(Records)
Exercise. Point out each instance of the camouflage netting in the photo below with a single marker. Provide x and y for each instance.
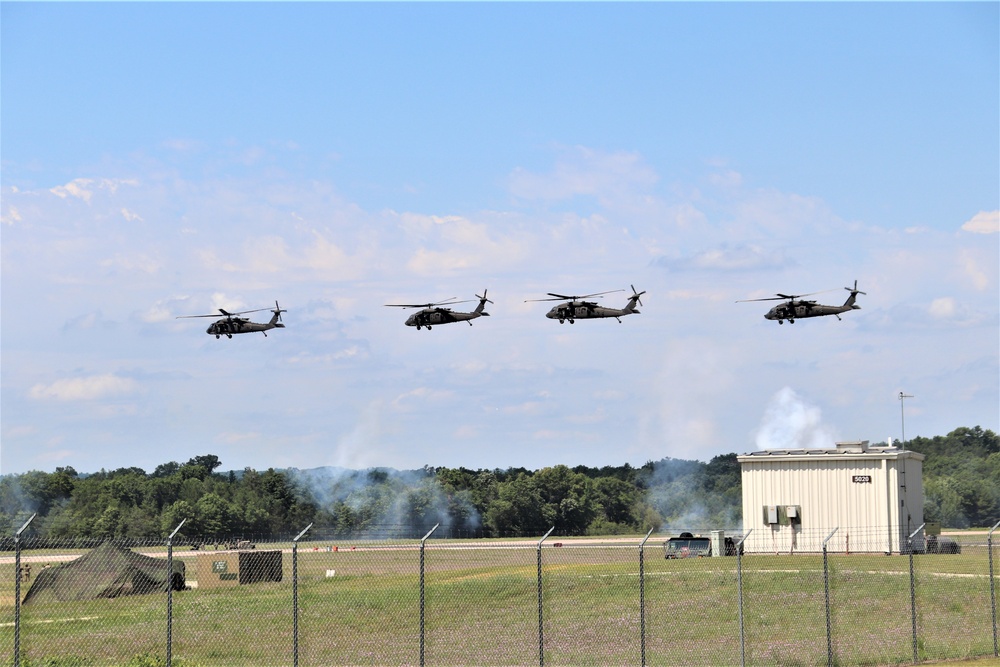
(108, 571)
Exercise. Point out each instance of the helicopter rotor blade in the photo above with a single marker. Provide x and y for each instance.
(447, 302)
(785, 297)
(575, 297)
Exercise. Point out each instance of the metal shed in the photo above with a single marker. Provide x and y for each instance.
(869, 498)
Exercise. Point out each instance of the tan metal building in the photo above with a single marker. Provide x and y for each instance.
(854, 497)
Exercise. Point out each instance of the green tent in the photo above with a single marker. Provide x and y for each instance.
(108, 571)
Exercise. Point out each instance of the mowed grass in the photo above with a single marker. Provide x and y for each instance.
(481, 606)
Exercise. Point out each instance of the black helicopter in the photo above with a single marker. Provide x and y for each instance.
(576, 309)
(796, 308)
(232, 323)
(436, 313)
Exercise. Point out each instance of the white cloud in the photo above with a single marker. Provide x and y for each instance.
(84, 388)
(83, 188)
(130, 216)
(78, 188)
(942, 309)
(791, 422)
(984, 222)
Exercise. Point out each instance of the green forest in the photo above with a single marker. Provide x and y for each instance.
(961, 489)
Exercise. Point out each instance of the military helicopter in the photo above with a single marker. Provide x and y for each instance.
(436, 313)
(794, 308)
(232, 323)
(575, 309)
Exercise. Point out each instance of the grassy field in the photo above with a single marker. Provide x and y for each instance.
(481, 606)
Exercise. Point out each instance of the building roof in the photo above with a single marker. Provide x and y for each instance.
(844, 450)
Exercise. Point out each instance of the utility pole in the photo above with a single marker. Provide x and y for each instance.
(902, 415)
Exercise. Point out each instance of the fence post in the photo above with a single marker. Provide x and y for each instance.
(826, 593)
(642, 601)
(993, 595)
(17, 594)
(739, 587)
(170, 590)
(295, 595)
(541, 631)
(913, 594)
(422, 592)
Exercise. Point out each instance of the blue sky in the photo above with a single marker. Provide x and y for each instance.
(169, 159)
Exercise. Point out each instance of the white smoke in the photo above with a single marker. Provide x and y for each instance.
(791, 422)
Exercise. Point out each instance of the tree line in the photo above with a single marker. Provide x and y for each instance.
(961, 485)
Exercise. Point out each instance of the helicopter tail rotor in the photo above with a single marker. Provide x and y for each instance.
(854, 293)
(482, 304)
(636, 295)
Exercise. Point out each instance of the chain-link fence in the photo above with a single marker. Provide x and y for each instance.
(544, 600)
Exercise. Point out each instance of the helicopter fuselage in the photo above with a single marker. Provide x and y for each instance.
(585, 310)
(430, 316)
(801, 309)
(229, 326)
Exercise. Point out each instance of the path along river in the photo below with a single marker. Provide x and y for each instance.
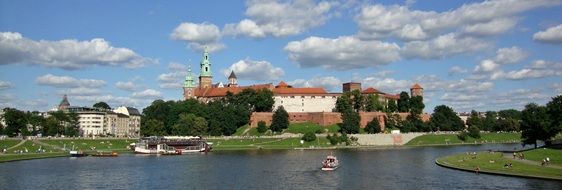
(392, 168)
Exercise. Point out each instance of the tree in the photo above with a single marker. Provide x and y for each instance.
(280, 120)
(350, 122)
(535, 124)
(16, 122)
(152, 127)
(262, 128)
(309, 136)
(474, 132)
(263, 102)
(102, 105)
(373, 126)
(490, 122)
(416, 105)
(445, 119)
(474, 119)
(343, 103)
(404, 102)
(357, 100)
(392, 107)
(554, 110)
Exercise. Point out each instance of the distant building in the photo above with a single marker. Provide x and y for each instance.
(309, 99)
(121, 122)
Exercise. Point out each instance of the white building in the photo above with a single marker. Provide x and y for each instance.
(134, 120)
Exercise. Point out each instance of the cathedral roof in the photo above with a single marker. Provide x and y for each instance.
(232, 75)
(416, 86)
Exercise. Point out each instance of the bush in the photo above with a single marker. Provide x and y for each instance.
(309, 137)
(474, 132)
(261, 127)
(462, 136)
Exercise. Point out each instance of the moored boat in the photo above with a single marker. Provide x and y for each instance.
(330, 163)
(106, 154)
(75, 153)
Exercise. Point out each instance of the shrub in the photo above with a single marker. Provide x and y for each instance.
(261, 127)
(309, 137)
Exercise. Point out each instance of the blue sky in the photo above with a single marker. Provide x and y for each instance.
(482, 55)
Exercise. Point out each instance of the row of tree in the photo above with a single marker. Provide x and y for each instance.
(32, 123)
(221, 116)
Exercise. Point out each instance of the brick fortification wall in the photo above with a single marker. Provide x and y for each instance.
(326, 118)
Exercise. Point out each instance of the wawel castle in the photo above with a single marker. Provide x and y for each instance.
(303, 104)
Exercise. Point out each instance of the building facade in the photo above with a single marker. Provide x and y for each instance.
(293, 99)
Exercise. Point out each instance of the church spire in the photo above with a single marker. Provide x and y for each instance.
(189, 83)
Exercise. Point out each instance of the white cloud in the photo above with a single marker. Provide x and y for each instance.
(280, 19)
(66, 54)
(68, 82)
(344, 52)
(329, 83)
(551, 35)
(487, 66)
(478, 19)
(148, 93)
(493, 27)
(5, 85)
(254, 70)
(128, 86)
(443, 46)
(538, 69)
(174, 78)
(457, 70)
(510, 55)
(199, 36)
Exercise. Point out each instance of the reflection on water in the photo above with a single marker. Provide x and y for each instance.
(400, 168)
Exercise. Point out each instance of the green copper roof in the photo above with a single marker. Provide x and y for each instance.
(189, 79)
(206, 65)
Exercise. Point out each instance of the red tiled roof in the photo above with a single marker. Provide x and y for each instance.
(416, 86)
(299, 91)
(371, 90)
(221, 92)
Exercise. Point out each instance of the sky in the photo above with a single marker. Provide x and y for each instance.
(469, 55)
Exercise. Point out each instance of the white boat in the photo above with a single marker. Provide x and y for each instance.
(171, 145)
(330, 163)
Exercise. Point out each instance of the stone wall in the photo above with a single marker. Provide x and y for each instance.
(327, 118)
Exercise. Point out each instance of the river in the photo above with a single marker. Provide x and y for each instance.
(393, 168)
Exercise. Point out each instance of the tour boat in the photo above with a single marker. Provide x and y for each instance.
(106, 154)
(75, 153)
(330, 163)
(171, 145)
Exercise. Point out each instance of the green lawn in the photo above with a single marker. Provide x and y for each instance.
(441, 139)
(554, 154)
(303, 128)
(494, 162)
(14, 157)
(33, 147)
(7, 143)
(89, 144)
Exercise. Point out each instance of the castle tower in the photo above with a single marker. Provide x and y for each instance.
(206, 77)
(416, 90)
(188, 85)
(64, 104)
(232, 80)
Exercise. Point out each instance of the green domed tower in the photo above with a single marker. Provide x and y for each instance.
(188, 85)
(206, 77)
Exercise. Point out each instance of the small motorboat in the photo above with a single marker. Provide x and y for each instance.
(106, 154)
(75, 153)
(330, 163)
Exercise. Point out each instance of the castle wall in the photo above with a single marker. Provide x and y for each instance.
(306, 103)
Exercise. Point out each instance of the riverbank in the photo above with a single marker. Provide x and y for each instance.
(49, 148)
(452, 139)
(498, 164)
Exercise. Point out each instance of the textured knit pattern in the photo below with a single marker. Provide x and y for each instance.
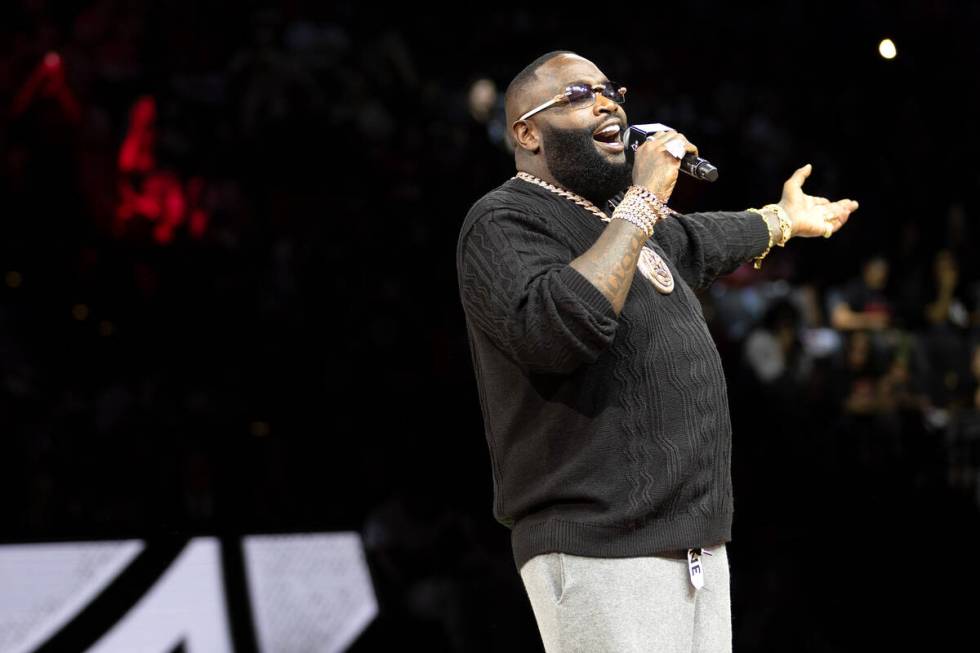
(609, 436)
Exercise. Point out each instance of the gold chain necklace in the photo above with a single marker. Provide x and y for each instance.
(650, 264)
(578, 199)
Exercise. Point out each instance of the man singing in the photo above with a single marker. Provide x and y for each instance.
(603, 395)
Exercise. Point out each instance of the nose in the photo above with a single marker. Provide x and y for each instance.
(604, 105)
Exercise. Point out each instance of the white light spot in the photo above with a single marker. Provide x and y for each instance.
(887, 49)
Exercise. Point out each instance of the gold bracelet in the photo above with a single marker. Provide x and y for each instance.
(758, 259)
(636, 211)
(785, 226)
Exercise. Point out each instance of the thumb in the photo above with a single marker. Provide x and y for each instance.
(800, 176)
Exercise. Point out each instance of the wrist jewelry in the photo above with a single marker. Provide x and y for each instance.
(779, 213)
(636, 211)
(642, 208)
(758, 259)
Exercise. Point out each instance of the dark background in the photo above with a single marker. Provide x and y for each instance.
(255, 326)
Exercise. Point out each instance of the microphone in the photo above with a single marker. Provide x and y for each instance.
(690, 163)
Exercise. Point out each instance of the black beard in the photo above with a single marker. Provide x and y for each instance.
(578, 166)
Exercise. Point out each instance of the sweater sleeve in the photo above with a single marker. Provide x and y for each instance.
(705, 246)
(517, 286)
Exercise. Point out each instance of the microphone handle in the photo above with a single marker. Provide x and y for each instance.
(699, 168)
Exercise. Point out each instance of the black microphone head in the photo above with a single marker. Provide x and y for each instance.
(708, 172)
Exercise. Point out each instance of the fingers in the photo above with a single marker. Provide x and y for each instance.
(798, 177)
(662, 140)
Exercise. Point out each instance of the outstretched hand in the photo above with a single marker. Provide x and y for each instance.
(810, 215)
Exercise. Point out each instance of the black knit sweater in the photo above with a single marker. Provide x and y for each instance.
(609, 436)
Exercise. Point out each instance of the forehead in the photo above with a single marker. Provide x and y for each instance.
(565, 69)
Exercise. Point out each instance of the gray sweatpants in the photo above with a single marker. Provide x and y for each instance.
(627, 605)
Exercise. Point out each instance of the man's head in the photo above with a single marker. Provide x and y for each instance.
(560, 142)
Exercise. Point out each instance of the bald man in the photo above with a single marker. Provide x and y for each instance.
(603, 394)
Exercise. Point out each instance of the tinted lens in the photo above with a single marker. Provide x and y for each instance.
(579, 94)
(611, 91)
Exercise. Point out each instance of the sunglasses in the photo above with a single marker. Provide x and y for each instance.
(580, 95)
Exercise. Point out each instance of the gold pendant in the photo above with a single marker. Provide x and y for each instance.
(655, 269)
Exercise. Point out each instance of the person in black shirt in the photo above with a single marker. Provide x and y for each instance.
(602, 391)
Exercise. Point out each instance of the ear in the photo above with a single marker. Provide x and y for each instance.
(525, 136)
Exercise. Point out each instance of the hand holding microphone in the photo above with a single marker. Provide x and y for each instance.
(657, 161)
(691, 163)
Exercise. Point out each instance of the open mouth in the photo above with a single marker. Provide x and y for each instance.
(609, 137)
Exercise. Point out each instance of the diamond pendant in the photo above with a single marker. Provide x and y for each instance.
(655, 269)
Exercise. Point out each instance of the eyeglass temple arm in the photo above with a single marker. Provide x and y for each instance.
(542, 107)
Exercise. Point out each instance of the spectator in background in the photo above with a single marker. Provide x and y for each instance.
(861, 303)
(774, 353)
(944, 338)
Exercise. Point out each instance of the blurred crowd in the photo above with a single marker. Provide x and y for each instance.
(230, 302)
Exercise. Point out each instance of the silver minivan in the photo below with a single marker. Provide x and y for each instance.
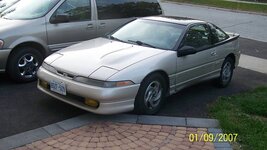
(30, 30)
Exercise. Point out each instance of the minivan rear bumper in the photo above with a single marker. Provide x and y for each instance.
(3, 58)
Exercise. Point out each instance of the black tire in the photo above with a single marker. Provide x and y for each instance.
(140, 105)
(226, 77)
(21, 56)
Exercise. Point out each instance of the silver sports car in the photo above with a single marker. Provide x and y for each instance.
(138, 65)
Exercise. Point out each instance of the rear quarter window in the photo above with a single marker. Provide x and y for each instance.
(115, 9)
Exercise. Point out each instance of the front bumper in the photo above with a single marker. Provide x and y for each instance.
(4, 53)
(111, 100)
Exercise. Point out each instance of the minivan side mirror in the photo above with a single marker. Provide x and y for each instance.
(62, 18)
(186, 50)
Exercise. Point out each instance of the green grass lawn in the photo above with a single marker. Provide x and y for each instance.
(245, 114)
(228, 5)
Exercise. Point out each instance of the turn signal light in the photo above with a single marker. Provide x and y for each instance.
(91, 102)
(43, 84)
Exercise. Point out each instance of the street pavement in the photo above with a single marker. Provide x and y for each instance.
(23, 107)
(249, 26)
(122, 132)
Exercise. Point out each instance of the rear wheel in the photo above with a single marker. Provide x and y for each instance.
(23, 64)
(151, 95)
(226, 73)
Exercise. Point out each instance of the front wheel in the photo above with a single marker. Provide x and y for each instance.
(226, 73)
(23, 64)
(151, 95)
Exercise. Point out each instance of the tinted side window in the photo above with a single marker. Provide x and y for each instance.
(76, 10)
(218, 34)
(198, 37)
(115, 9)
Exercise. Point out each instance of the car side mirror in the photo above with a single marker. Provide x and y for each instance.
(186, 50)
(62, 18)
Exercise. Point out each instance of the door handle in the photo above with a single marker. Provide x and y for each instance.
(90, 26)
(102, 25)
(213, 53)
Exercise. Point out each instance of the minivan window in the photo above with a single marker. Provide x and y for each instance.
(29, 9)
(6, 3)
(114, 9)
(75, 10)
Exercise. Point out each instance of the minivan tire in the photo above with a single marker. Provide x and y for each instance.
(23, 64)
(226, 73)
(141, 105)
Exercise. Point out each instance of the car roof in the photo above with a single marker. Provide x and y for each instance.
(174, 19)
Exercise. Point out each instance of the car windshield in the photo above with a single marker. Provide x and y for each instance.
(29, 9)
(150, 33)
(6, 3)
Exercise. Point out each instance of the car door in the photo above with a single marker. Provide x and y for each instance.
(71, 22)
(191, 68)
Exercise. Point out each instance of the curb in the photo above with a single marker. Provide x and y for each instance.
(69, 124)
(217, 8)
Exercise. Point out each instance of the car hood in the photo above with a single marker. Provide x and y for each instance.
(87, 57)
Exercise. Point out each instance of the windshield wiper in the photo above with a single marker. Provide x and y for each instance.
(142, 43)
(114, 38)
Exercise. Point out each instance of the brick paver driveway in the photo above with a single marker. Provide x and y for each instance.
(107, 135)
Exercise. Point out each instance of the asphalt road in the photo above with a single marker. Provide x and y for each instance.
(23, 107)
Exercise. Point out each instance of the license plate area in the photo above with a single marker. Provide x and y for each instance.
(58, 87)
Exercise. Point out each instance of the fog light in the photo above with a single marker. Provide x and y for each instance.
(91, 102)
(43, 84)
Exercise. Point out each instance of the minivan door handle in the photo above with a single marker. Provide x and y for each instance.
(102, 25)
(213, 53)
(90, 26)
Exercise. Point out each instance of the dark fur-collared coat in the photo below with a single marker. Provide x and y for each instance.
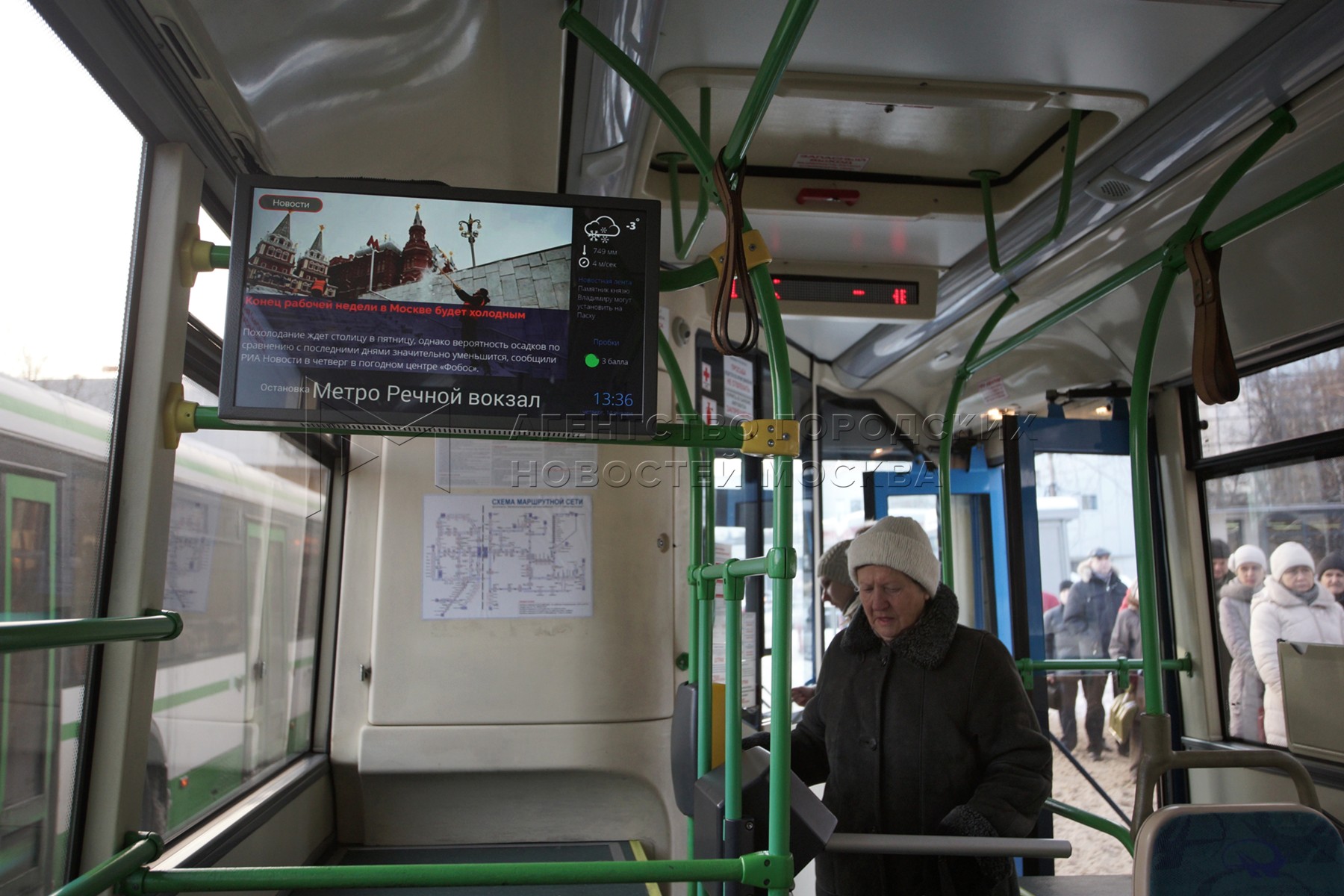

[Problem description]:
Please identify every row above that contains the string "dark", and copy each of those rows in full.

[Reply]:
Exercise. Point out each instance of the dark background in the photo above with a single marker. Provide x and y for each instance.
Exercise. Point out each instance of the dark fur-collared coat in the photo below with a single marker. Provide x and y for each instance.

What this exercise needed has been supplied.